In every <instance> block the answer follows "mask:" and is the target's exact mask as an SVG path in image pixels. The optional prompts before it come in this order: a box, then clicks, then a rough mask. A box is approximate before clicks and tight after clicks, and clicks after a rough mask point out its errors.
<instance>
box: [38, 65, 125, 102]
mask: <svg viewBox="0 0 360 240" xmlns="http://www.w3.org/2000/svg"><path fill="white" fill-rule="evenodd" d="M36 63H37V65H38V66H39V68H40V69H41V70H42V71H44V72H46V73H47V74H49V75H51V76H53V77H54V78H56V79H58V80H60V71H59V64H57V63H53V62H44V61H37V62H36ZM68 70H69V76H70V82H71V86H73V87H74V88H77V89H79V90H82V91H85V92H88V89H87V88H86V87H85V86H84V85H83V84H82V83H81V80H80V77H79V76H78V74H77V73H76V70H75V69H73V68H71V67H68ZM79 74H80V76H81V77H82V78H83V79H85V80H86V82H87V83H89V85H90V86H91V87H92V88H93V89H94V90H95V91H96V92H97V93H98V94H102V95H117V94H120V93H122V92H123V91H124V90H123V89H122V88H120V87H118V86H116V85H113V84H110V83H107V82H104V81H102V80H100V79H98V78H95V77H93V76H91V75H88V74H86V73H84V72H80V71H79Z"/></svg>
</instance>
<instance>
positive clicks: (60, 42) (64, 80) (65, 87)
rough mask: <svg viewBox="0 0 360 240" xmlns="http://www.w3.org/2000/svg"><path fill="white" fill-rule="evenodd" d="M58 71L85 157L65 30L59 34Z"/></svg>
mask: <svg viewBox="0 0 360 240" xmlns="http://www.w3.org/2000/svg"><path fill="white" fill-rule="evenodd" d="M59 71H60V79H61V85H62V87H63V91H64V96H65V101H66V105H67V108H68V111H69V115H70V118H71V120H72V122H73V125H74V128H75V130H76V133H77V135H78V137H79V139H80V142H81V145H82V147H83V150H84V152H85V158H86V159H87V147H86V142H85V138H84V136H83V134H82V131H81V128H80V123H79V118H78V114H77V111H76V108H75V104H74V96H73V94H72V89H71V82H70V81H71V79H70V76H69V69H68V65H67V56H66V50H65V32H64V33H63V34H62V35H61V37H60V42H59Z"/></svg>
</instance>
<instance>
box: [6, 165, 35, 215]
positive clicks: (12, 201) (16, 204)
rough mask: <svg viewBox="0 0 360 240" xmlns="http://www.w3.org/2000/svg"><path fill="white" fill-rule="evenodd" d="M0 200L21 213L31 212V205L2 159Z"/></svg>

________________

## Task to carry out
All of the data above needs to be given again exactly.

## Written answer
In every <instance> block the answer follows "mask:" and is the target's exact mask as an SVG path in image pixels. The optional prompts before it come in this order: a box, then clicks, then a rough mask. A box is approximate before clicks and tight after clicks, and clicks after a rough mask point out its errors.
<instance>
box: [38, 65, 125, 102]
mask: <svg viewBox="0 0 360 240" xmlns="http://www.w3.org/2000/svg"><path fill="white" fill-rule="evenodd" d="M36 63H37V65H38V66H39V68H40V69H41V70H42V71H44V72H46V73H47V74H49V75H51V76H53V77H54V78H56V79H58V80H60V71H59V64H57V63H53V62H44V61H37V62H36ZM68 70H69V76H70V82H71V86H73V87H74V88H77V89H79V90H82V91H85V92H88V89H87V88H86V87H85V86H84V85H83V84H82V83H81V80H80V77H79V76H78V74H77V73H76V70H75V69H73V68H71V67H68ZM79 74H80V76H81V77H82V78H83V79H85V80H86V82H87V83H89V85H90V86H91V87H92V88H93V89H94V90H95V91H96V92H97V93H98V94H102V95H117V94H120V93H122V92H123V91H124V90H123V89H122V88H120V87H118V86H116V85H113V84H110V83H107V82H104V81H102V80H100V79H98V78H95V77H93V76H91V75H88V74H86V73H84V72H80V71H79Z"/></svg>
</instance>
<instance>
positive clicks: (60, 42) (64, 80) (65, 87)
rough mask: <svg viewBox="0 0 360 240" xmlns="http://www.w3.org/2000/svg"><path fill="white" fill-rule="evenodd" d="M58 71L85 157L65 30L59 34Z"/></svg>
mask: <svg viewBox="0 0 360 240" xmlns="http://www.w3.org/2000/svg"><path fill="white" fill-rule="evenodd" d="M59 71H60V79H61V85H62V87H63V91H64V96H65V101H66V105H67V108H68V111H69V115H70V118H71V120H72V122H73V125H74V128H75V130H76V133H77V135H78V137H79V139H80V142H81V145H82V147H83V150H84V152H85V158H86V159H87V147H86V142H85V138H84V136H83V134H82V131H81V128H80V123H79V118H78V114H77V111H76V108H75V104H74V96H73V94H72V89H71V82H70V81H71V79H70V76H69V69H68V65H67V56H66V50H65V32H64V33H63V34H62V35H61V37H60V42H59Z"/></svg>
</instance>
<instance>
box: [6, 165, 35, 215]
positive clicks: (12, 201) (16, 204)
rough mask: <svg viewBox="0 0 360 240" xmlns="http://www.w3.org/2000/svg"><path fill="white" fill-rule="evenodd" d="M0 200L21 213L31 212V205L2 159Z"/></svg>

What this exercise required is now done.